Location annotation dataset excerpts:
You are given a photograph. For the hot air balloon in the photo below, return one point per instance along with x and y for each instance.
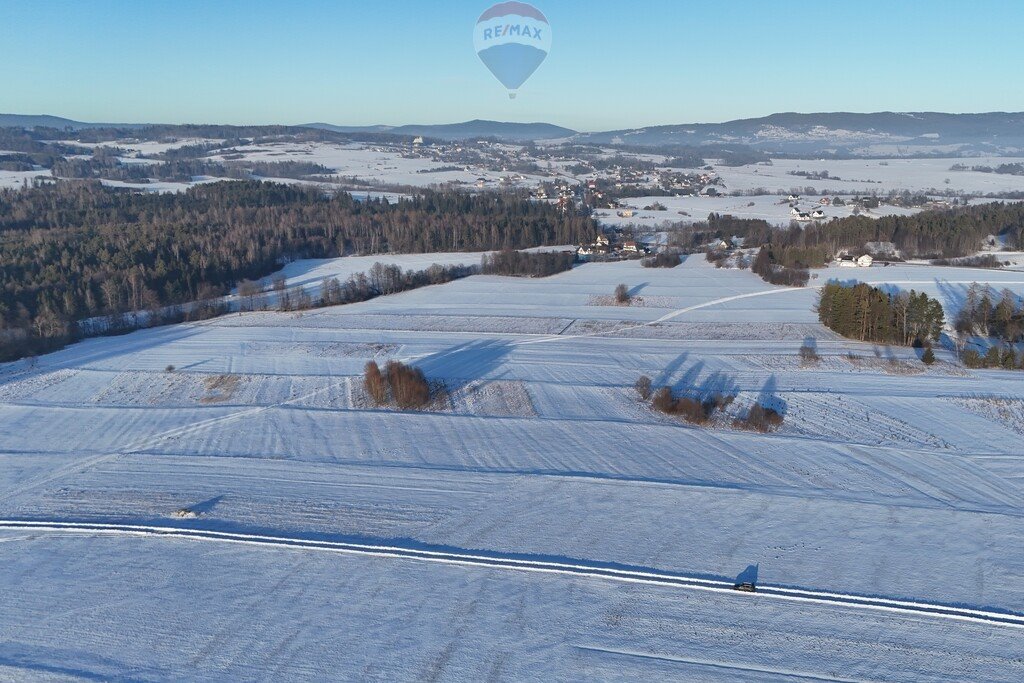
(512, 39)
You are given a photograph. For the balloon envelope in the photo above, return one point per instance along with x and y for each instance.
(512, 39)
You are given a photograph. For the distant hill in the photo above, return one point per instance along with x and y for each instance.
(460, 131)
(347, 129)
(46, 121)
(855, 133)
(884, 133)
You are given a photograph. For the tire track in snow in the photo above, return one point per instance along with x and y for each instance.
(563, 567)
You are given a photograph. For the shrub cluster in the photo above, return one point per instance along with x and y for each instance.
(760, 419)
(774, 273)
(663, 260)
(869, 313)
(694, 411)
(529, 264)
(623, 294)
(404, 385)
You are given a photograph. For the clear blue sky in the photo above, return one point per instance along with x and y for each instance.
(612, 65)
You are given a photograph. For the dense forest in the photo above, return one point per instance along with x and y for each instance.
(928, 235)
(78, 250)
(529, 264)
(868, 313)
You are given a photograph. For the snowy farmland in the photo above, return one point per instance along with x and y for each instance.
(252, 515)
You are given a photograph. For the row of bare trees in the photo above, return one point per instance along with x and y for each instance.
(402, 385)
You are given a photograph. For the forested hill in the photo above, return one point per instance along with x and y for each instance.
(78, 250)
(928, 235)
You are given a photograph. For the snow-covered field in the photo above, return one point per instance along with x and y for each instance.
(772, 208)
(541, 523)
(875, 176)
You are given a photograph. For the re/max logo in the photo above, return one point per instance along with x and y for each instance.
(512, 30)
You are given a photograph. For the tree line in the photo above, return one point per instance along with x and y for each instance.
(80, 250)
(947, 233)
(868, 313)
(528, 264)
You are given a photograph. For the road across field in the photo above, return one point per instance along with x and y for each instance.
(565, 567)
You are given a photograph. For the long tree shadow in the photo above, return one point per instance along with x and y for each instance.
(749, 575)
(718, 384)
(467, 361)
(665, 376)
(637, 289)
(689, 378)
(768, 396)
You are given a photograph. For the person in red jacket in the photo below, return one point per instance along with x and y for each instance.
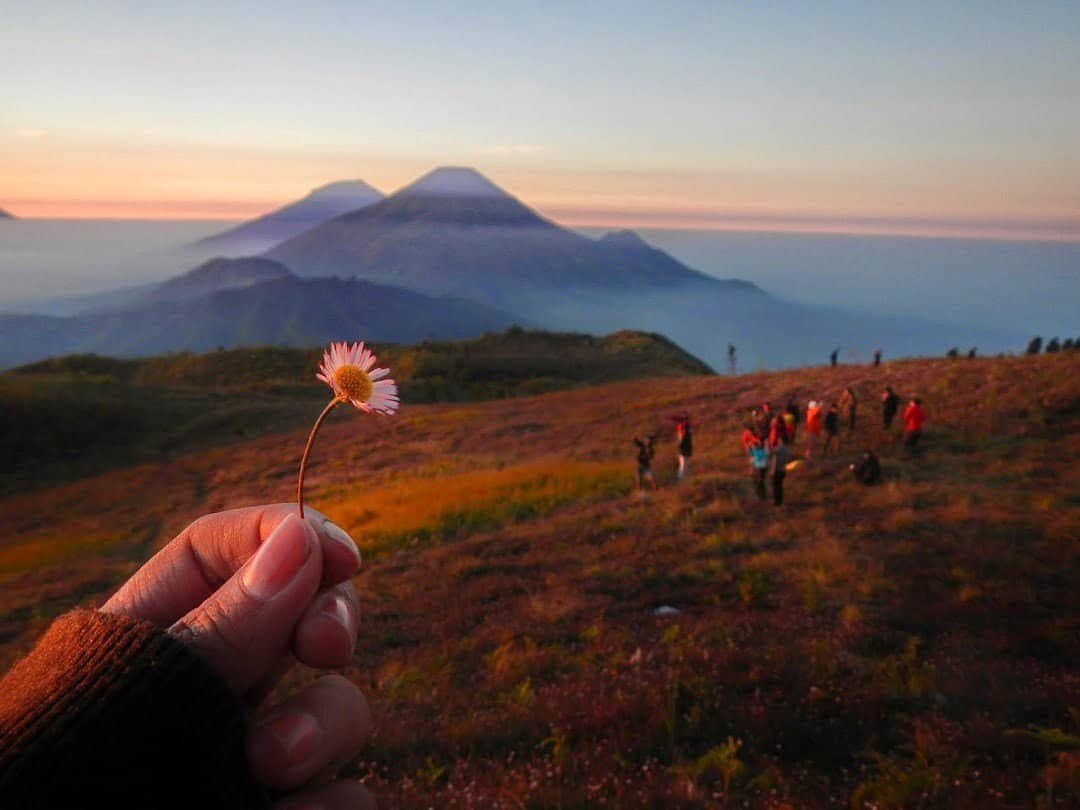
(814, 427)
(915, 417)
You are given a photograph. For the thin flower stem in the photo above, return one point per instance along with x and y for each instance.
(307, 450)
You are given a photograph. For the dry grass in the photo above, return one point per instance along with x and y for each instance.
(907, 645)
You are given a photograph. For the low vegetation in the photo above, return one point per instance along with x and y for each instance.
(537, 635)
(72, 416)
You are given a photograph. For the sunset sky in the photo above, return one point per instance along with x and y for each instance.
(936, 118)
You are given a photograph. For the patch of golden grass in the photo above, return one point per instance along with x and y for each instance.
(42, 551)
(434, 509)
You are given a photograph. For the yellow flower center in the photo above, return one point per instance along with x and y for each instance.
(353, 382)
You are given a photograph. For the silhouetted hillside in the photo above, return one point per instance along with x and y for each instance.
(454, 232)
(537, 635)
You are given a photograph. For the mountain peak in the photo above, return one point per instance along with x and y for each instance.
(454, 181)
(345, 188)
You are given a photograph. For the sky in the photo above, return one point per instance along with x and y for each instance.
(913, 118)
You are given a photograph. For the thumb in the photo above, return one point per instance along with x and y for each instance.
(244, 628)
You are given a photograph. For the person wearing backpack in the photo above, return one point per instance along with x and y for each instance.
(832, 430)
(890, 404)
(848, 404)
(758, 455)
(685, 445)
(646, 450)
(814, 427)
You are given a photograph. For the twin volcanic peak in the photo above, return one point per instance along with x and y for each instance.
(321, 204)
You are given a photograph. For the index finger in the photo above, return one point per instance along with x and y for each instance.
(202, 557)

CHALLENGE:
Please quote exactly the lines from the one containing "You are given a photograph. For the thin" through the last line of the records above, both included, and nothing else.

REPLY:
You are given a photograph. For the thin flower stem in the photo above, return one point per instance along with x and y for each instance.
(307, 450)
You are given a photograph. For the dry grass in the photo above, return one point per instance along with x and y for each instance.
(907, 645)
You are given a photograph. For the low vegetation in the photo above, return one point per instance along with x and y for each instance.
(537, 635)
(72, 416)
You are given a photograph. For the sunset sky in the photo above, return one point per instance along with x and y for each instance.
(936, 118)
You are given a photograph. For the patch of golden grass in the photo above, return one point per instance along with x and y for each instance.
(42, 551)
(434, 509)
You are given a photograph. For the yellow flower center in the photo above, return one point per instance along with x and y for each instance.
(353, 382)
You are given a photograph. For the silhouetted hillside in the photo above, return one point per instance along with x and y for each instance.
(454, 232)
(537, 635)
You are given a photograph. For the mountain peak in the photo above, return one point per instance along with x and y for each instance.
(454, 181)
(345, 188)
You are given a photograph. For the sky in the photo above, return one point per instance along with x and y for each instance.
(913, 118)
You are given a photograph. For the thumb in the photo above, return one point per instance along with x and y for each instance.
(244, 628)
You are given a photograph. For the person wearing backpack in the photo above, return one point per instance along with x and y for each instance.
(832, 430)
(890, 404)
(848, 404)
(758, 455)
(685, 445)
(646, 450)
(814, 427)
You are given a photograph. For the twin volcanic peak in the photo above, return one point per instance along with x and y for each instance.
(321, 204)
You are given a photograph. For the index finger in the photo above, return one point per instance along with x and y for each instance.
(202, 557)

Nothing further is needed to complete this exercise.